# Start of Text shown

An image that I found helpful to think about when it comes to bearing spiritual fruit is the image of the vine and trellis.
I remember my dad growing peas in the garden on a trellis. The wild vines twisting around the wooden frame.
A vine is an organic, vibrant, growing thing. We can’t manipulate the growth that God wants to do in us, we can’t force out spiritual fruit such as love, joy, peace, patience etc.
There is a wildness to the image of the vine.
The trellis on the other hand is a man-made thing. It is something we put in place to aid the growth of a vine, as a prop for it to cling onto and a guide for growth.
Learning to abide is like crafting a trellis which allows for good growth to happen. It’s a way of us participating in God’s grace and making choices to form habits that say yes to what God wants to do in our lives.
Our trellis will be made up of various practices that create space for us to grow in God.
There are two aspects I want to highlight today.
1) Our abiding together.
We, together are the vine, made up of various branches. Together we are connected to Christ. And so, to abide it is important that we gather to worship. It is important that we read and study Scripture together, that we pray together, that we share in communion, and that we go out to love and serve our community together. We are a community, a church, and we are not called to be individual saplings, doing Christianity alone, but rather a vine, branches interconnected and held together.
2) Second, we must also learn to abide privately.
When Jesus taught us to pray, he taught us to go quietly to our own room, behind closed doors and to pray to our Father in Heaven who hears us. Each of us, are called to abide in our day to day lives – finding regular time to be with Jesus.
The invitation that I hope you hear loud and clear in all of this is the invitation to be in an intimate and close relationship with Jesus.
Pruning – For growth we need to go through pruning.
There are also words of challenge in John 15. We hear of the consequences of not abiding and bearing fruit.

# End of Text shown
# Start of Data lines

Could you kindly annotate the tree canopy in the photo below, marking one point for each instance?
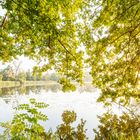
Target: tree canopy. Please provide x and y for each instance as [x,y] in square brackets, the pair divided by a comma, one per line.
[108,31]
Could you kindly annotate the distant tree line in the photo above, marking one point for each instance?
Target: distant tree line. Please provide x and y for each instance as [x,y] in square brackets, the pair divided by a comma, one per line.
[8,74]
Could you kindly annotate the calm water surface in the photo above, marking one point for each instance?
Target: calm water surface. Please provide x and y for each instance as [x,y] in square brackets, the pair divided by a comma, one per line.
[82,101]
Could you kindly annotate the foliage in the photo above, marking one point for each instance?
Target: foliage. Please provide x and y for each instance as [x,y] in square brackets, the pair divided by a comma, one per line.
[1,77]
[25,124]
[43,30]
[124,127]
[66,132]
[112,44]
[61,33]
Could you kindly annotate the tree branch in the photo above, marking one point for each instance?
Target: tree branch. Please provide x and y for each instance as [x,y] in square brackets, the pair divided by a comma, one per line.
[3,21]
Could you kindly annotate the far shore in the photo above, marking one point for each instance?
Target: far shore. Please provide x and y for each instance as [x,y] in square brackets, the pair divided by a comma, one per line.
[4,84]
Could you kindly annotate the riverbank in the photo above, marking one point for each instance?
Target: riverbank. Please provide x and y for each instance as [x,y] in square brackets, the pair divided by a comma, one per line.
[25,83]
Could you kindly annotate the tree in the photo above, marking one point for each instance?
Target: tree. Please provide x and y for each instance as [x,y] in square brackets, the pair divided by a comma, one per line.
[112,42]
[43,30]
[50,30]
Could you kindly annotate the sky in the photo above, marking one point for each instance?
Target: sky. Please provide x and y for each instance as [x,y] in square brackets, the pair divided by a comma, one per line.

# End of Data lines

Problems and tasks =>
**a)** From the passage on the vine and trellis, extract the words starting with "A vine is an" and going on through "guide for growth.".
**b)** Rewrite the records from the line with "Could you kindly annotate the distant" through the end of the records, changing "one per line" to "one on each line" and keeping everything else the same. Return only those lines.

Answers below =>
**a)**
A vine is an organic, vibrant, growing thing. We can’t manipulate the growth that God wants to do in us, we can’t force out spiritual fruit such as love, joy, peace, patience etc.
There is a wildness to the image of the vine.
The trellis on the other hand is a man-made thing. It is something we put in place to aid the growth of a vine, as a prop for it to cling onto and a guide for growth.

**b)**
Could you kindly annotate the distant tree line in the photo above, marking one point for each instance?
Target: distant tree line. Please provide x and y for each instance as [x,y] in square brackets, the pair divided by a comma, one on each line.
[8,74]
Could you kindly annotate the calm water surface in the photo above, marking one point for each instance?
Target: calm water surface. Please provide x and y for each instance as [x,y] in square brackets, the pair divided by a comma, one on each line.
[82,101]
Could you kindly annotate the foliage in the photo above, marking one point for each instance?
Target: foliage. Please provide x and y for each instance as [x,y] in square brackets, the pair divided by a comma, one on each line.
[1,77]
[25,124]
[43,30]
[124,127]
[66,132]
[112,44]
[61,33]
Could you kindly annotate the tree branch in the photo above, marking one point for each instance?
Target: tree branch. Please provide x and y for each instance as [x,y] in square brackets, the pair divided by a comma, one on each line.
[3,21]
Could you kindly annotate the far shore in the photo above, marking one point for each instance?
Target: far shore. Please provide x and y for each instance as [x,y] in square brackets, the pair divided by a comma, one on each line.
[4,84]
Could you kindly annotate the riverbank in the photo above, marking one point for each instance?
Target: riverbank. Please provide x and y for each instance as [x,y] in square brackets, the pair divided by a comma, one on each line.
[25,83]
Could you kindly annotate the tree in the photo above, marking one point for each instance?
Target: tree. Please provide x and y for each instance as [x,y] in square brackets, the pair divided by a comma, one on each line.
[112,42]
[43,30]
[50,30]
Could you kindly annotate the sky in the photo above, marking one point for each instance?
Target: sky. Please provide x and y for each instance as [x,y] in square brackets, the pair divided by a comma, one on each line.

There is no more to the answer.